_WHAT IS REQUIRED_:
Give back the line containing "Mark the wooden wall, one" along with every line after it, exactly, until the entries end.

_DATA RECORDS_:
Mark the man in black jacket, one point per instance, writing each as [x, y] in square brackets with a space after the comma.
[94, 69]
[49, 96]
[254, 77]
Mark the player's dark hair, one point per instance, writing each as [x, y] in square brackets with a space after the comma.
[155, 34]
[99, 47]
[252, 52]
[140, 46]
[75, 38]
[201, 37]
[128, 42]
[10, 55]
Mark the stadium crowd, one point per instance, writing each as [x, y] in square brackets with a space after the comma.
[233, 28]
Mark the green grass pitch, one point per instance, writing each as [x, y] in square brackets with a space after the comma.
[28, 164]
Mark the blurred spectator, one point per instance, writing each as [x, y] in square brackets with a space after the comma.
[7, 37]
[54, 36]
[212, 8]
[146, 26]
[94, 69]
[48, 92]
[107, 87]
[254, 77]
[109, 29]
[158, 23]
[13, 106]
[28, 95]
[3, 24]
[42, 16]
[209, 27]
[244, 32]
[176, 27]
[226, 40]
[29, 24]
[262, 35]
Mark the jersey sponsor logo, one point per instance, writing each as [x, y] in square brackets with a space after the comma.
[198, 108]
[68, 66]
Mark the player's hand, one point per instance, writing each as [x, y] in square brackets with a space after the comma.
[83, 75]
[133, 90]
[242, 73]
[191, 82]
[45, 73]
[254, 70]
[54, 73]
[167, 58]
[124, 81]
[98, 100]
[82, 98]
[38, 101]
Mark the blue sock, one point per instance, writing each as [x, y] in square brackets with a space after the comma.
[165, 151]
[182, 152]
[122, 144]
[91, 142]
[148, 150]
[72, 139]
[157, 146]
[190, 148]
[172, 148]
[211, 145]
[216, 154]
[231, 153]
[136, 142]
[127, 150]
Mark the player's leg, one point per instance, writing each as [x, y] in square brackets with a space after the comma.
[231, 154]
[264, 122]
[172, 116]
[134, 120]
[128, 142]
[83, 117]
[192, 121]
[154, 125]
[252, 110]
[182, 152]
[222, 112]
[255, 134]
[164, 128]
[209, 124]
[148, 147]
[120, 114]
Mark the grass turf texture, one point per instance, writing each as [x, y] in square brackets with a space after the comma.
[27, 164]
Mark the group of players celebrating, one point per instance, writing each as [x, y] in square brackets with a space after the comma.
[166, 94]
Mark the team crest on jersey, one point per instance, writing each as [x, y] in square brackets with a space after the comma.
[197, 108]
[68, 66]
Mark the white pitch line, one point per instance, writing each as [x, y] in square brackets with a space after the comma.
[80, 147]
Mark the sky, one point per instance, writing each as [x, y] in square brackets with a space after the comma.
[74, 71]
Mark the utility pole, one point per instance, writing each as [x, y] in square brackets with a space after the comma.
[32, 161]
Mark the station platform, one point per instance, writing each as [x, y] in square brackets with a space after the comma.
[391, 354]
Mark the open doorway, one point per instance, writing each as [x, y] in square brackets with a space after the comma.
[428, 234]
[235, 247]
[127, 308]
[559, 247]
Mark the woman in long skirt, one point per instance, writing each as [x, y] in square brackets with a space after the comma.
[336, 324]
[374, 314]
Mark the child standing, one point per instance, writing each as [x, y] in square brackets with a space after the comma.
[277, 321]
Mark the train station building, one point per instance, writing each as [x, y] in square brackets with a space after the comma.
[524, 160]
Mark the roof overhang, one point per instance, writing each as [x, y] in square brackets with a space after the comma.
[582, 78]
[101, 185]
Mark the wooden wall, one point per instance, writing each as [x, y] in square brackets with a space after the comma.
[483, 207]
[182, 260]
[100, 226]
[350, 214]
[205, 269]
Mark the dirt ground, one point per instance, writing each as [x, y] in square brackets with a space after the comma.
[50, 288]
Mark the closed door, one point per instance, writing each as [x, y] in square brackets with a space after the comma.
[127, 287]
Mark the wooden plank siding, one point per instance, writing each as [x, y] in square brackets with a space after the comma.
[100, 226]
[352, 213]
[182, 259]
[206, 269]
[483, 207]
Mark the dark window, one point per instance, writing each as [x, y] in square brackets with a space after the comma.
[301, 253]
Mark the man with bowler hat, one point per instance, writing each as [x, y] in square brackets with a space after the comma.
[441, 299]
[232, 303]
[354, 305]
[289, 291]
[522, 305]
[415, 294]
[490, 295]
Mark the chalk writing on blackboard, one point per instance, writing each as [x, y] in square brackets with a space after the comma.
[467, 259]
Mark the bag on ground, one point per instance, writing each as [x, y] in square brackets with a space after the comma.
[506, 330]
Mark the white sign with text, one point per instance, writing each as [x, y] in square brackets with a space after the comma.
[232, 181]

_ANSWER TO THE EXERCISE_:
Mark the wooden wall, one point per instance, writing each as [x, y] in square brackets with a space after the comma.
[483, 207]
[182, 260]
[100, 226]
[350, 214]
[205, 269]
Mark the dirt ground, one point per instance, writing each as [x, y] in square brackets with a space after the comma.
[50, 288]
Mark the closed door, one point per instance, writing each as [x, y] in square brackets with a space after the comma.
[127, 287]
Mark the wooden plank siding, one point per instance, writing each as [x, y] in square brackets with a space after the comma.
[100, 226]
[352, 213]
[182, 259]
[206, 269]
[483, 207]
Mark the dark window, one point per instance, writing each as [x, y] in square brackets with a space after the comma.
[301, 253]
Mark the man with bowler hat, one point per instance, writing each as [x, y] in square brackets with a space after the comma.
[441, 299]
[232, 303]
[354, 305]
[289, 291]
[522, 305]
[415, 294]
[490, 295]
Mark the chalk writing on blackboard, one point per instance, writing each as [x, y] in square brackets with a space after the comma.
[467, 259]
Mark the bag on ground, one point per instance, writing each as [x, y] in square brackets with a space after the comma.
[506, 330]
Mark the white sign with text, one point per instance, writing each as [x, y] in square brackets with a space after the comma.
[232, 181]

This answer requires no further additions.